TASK OBJECTIVE: Render every line of the records below as a numbered list, leaving out blank lines and any pictures.

(Stored records)
'''

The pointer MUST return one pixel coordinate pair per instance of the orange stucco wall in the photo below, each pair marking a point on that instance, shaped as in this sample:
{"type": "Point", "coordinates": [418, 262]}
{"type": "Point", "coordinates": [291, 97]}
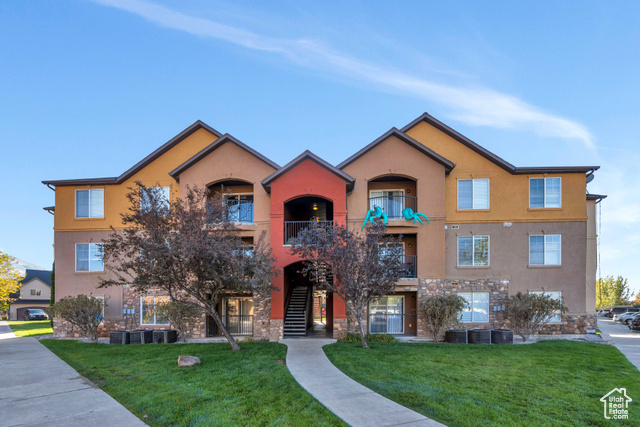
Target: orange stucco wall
{"type": "Point", "coordinates": [508, 194]}
{"type": "Point", "coordinates": [115, 201]}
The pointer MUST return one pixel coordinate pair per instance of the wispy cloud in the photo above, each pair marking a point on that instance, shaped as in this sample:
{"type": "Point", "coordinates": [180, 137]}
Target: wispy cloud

'''

EXPECTED ANSWER:
1. The pointer MUST return one pixel coordinate pair per instance of the orange stucco wall in the photo below, each pair marking a point on that instance, shaped as in this sample:
2. {"type": "Point", "coordinates": [418, 262]}
3. {"type": "Point", "coordinates": [291, 97]}
4. Target: orange stucco wall
5. {"type": "Point", "coordinates": [508, 194]}
6. {"type": "Point", "coordinates": [115, 201]}
7. The pointer MUST return one pixel coordinate pair per instance of the wispy cloud in the photo above, each pair marking a point on that instance, shaped as in this sample:
8. {"type": "Point", "coordinates": [180, 137]}
9. Target: wispy cloud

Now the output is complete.